→ JOB
Please render every line of the material below as a Markdown table with the columns Row and Line, numbering each row and leaving out blank lines.

→ RECORDS SHOWN
******

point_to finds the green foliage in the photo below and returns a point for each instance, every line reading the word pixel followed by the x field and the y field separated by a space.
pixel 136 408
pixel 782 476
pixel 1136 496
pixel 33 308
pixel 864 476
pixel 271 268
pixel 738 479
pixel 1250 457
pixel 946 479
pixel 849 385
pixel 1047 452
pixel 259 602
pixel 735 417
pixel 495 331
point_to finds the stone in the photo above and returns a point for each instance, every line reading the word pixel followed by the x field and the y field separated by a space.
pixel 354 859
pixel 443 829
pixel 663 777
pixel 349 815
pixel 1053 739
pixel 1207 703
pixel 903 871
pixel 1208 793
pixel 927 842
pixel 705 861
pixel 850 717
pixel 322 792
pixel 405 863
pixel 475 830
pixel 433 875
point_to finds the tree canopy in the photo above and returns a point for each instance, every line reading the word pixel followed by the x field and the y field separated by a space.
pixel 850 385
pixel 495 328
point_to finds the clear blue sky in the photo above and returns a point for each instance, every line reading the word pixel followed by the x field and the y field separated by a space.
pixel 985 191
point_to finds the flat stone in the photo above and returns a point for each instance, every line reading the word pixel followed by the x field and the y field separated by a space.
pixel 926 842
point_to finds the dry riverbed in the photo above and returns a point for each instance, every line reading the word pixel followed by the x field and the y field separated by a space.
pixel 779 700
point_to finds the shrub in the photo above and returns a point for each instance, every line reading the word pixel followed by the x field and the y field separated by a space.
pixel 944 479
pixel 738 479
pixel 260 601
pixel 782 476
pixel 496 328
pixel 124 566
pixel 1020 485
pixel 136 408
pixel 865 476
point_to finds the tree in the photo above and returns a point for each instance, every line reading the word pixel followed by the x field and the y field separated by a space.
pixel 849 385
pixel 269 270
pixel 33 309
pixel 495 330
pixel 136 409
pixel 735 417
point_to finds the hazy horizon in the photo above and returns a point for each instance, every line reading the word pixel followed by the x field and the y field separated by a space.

******

→ THE OUTPUT
| Row | Line |
|---|---|
| 1 | point_to finds the green foliage in the photo below and returns a point for each instance, every line reading the word pixel followed by the x field and the y field separated by a space. |
| 2 | pixel 136 408 |
| 3 | pixel 782 476 |
| 4 | pixel 1136 496 |
| 5 | pixel 33 308 |
| 6 | pixel 864 476 |
| 7 | pixel 271 268 |
| 8 | pixel 738 479 |
| 9 | pixel 1250 457 |
| 10 | pixel 946 479 |
| 11 | pixel 849 385 |
| 12 | pixel 1047 452 |
| 13 | pixel 259 602 |
| 14 | pixel 735 417 |
| 15 | pixel 495 331 |
| 16 | point_to finds the stone in the photo above and returns a point for each instance, every line reading the word pixel followed by the x field and the y field separated by a space. |
| 17 | pixel 354 859 |
| 18 | pixel 443 829 |
| 19 | pixel 663 777 |
| 20 | pixel 349 815 |
| 21 | pixel 1053 739 |
| 22 | pixel 1207 703 |
| 23 | pixel 903 871 |
| 24 | pixel 1208 793 |
| 25 | pixel 927 842 |
| 26 | pixel 705 861 |
| 27 | pixel 850 717 |
| 28 | pixel 322 792 |
| 29 | pixel 405 863 |
| 30 | pixel 475 830 |
| 31 | pixel 433 875 |
| 32 | point_to finds the tree canopy in the photo above and returns a point for each instance, every line reading the word pixel followed by the x field and the y field separated by a space. |
| 33 | pixel 850 385 |
| 34 | pixel 495 328 |
| 35 | point_to finds the clear blue sky in the photo above and returns a point for each instance, every line reading the word pixel followed by the x field and the y field separated by a space. |
| 36 | pixel 985 191 |
| 37 | point_to finds the flat stone in the photo above and returns a point for each instance, every line reading the word pixel followed by the x field and the y field separated by a space. |
| 38 | pixel 926 842 |
| 39 | point_to finds the dry riverbed in the photo above and returns a point for each instance, every line reading the word pixel followed by the x field and the y field separated by a space. |
| 40 | pixel 779 700 |
| 41 | point_to finds the shrub in the photo above and returns a point for each instance, every line reading the word pixel followed by the x field and the y field separated by a space. |
| 42 | pixel 944 479 |
| 43 | pixel 738 479 |
| 44 | pixel 260 601 |
| 45 | pixel 782 476 |
| 46 | pixel 496 328 |
| 47 | pixel 124 566 |
| 48 | pixel 1020 485 |
| 49 | pixel 136 408 |
| 50 | pixel 865 476 |
| 51 | point_to finds the tree in the photo above and returns a point for each instance, every line reading the word pixel followed by the x field and the y field separated by a space. |
| 52 | pixel 849 385 |
| 53 | pixel 269 270 |
| 54 | pixel 33 309 |
| 55 | pixel 495 330 |
| 56 | pixel 136 409 |
| 57 | pixel 735 417 |
| 58 | point_to finds the hazy horizon in the photo above and returns a point for each instance, every line reading the word pixel followed by the x field and the y field separated by a space. |